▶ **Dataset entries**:
>>

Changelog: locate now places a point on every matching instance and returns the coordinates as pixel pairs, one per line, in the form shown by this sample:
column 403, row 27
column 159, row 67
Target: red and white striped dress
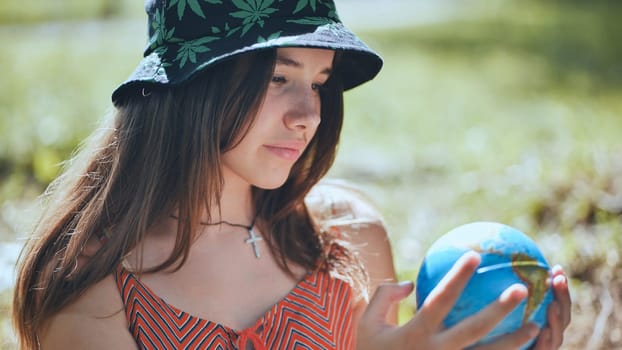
column 316, row 314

<<

▶ **What you have to do**:
Please repeat every record above exactly, but leave out the pictures.

▶ **Your response**:
Changelog: locate now places a point on every matching instance and returns the coordinates as pixel pairs, one per line, in the form shown by this sample:
column 403, row 27
column 159, row 67
Target: red and white striped dress
column 316, row 314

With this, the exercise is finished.